> **EXERCISE TASK**:
Reproduce every line of the material below, requests included. Multiply each point coordinate in the answers by 1.75 and round to the nearest whole number, halves up, while leaving the requests and their [x, y] format sample unchanged.

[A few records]
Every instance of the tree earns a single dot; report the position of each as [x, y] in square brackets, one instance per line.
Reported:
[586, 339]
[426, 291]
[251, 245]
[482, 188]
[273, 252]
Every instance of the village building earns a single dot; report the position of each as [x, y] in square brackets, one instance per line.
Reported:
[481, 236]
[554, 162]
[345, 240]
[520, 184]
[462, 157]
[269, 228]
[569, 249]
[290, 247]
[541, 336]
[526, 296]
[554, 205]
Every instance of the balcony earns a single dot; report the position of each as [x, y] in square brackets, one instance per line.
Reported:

> **CORRECT RESPONSE**:
Every instance of the tree earns a single dot; report the position of each as [x, y] in square brackets, one instance per line.
Reported:
[1026, 593]
[746, 509]
[439, 429]
[844, 329]
[478, 441]
Every instance of the village building earns a single dot; report the position of each as [x, y] in square brackets, one instance per line.
Reported:
[842, 413]
[970, 284]
[604, 420]
[910, 322]
[809, 275]
[471, 399]
[996, 436]
[508, 432]
[947, 588]
[921, 518]
[970, 359]
Every instance of the balcony earns a single dot; report the position of each as [x, y] in square brackets, one instance per line.
Reported:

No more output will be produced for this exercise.